Aufgabe: Bearbeite den Textauszug: Gib ihn ab den Worten "Ich kann verstehen, dass" wieder und höre nach "unseres Planeten anzuklagen?" auf. Ersetze dabei "Kronjuwelen" durch "Goldbarren".

Textauszug:
Ich kann verstehen, dass Sie Regelverstöße, die die Letzten Generation durchaus begeht (den Autoverkehr regelmäßig (für kurze Zeit) zu stören oder Gegenstände mit abwaschbarer Farbe zu besprühen) stoppen wollen. Doch fünf Personen deshalb als “Kriminelle Vereinigung” mit gefährlichen Mafia-Strukturen gleichzusetzen, ist total unverhältnismäßig. Verurteilen Sie den Diebstahl von Brot im Supermarkt gleichwertig wie den Diebstahl von Kronjuwelen in einem Museum? Das ist eine völlige Überdehnung des Kriminalstrafrechts. Wann und in welchem Maß gedenken Sie, die Zerstörer unseres Planeten anzuklagen?

Die Aktivitäten der Letzten Generation dienen einem verfassungsrechtlich legitimen Ziel - die Lebensgrundlage aller Menschen zu erhalten. Das klingt immer so abstrakt, da wir nicht in die Zukunft blicken können und uns anschauen können, wie das wird. Aber dafür gibt es Klimaforscher:innen, die verschiedene Szenarien entwickeln, wie unsere Zukunft sein wird. Haben Sie sich das einmal angeschaut? Selbst das Best-Case-Szenario nimmt mir den Atem und um dieses zu erreichen, müssten die Wirtschaftssysteme aller Länder der Erde HEUTE eine 180-Grad-Wende machen. Wie Sie wissen, sind wir davon leider weit entfernt.

Die realistischste Annahme ist derzeit, dass wir im Jahr 2100 eine 2,7 Grad heißere Erde haben (siehe IPCC). Das ist ein Durchschnittswert. Da die Erde größtenteils aus Wasser besteht, welches Wärme nicht so schnell aufnimmt wie Land, können wir davon ausgehen, dass es bei uns in Europa zwischen 7-10 Grad heißer sein wird - Sommer wie Winter. Sich das bildlich vorzustellen, ist schwer und wird oft mit apokalyptischen Vorhersagungen gleichgesetzt. Daher zitiere ich die Aussage von dem Meteorologen Sven Plöger sinngemäß: "vor 11.000 Jahren war es global 3-4 Grad kälter. Das bedeutete z. B. dass in den Tälern der Alpen alles voller Eis war - in Österreich und in der Schweiz lebte somit kein Mensch mehr, weil das gar nicht möglich war. Und auch Berlin war damals mehrere hundert Meter unter dem Eis.” Nichts weniger als das Aussterben von Millionen Menschen bis 2100 steht hier auf dem Spiel.

Quellenauszug:
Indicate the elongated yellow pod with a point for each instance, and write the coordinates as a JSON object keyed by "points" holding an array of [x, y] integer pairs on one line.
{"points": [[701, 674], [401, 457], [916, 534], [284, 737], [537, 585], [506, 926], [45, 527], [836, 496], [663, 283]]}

Ergebnis:
Ich kann verstehen, dass Sie Regelverstöße, die die Letzten Generation durchaus begeht (den Autoverkehr regelmäßig (für kurze Zeit) zu stören oder Gegenstände mit abwaschbarer Farbe zu besprühen) stoppen wollen. Doch fünf Personen deshalb als “Kriminelle Vereinigung” mit gefährlichen Mafia-Strukturen gleichzusetzen, ist total unverhältnismäßig. Verurteilen Sie den Diebstahl von Brot im Supermarkt gleichwertig wie den Diebstahl von Goldbarren in einem Museum? Das ist eine völlige Überdehnung des Kriminalstrafrechts. Wann und in welchem Maß gedenken Sie, die Zerstörer unseres Planeten anzuklagen?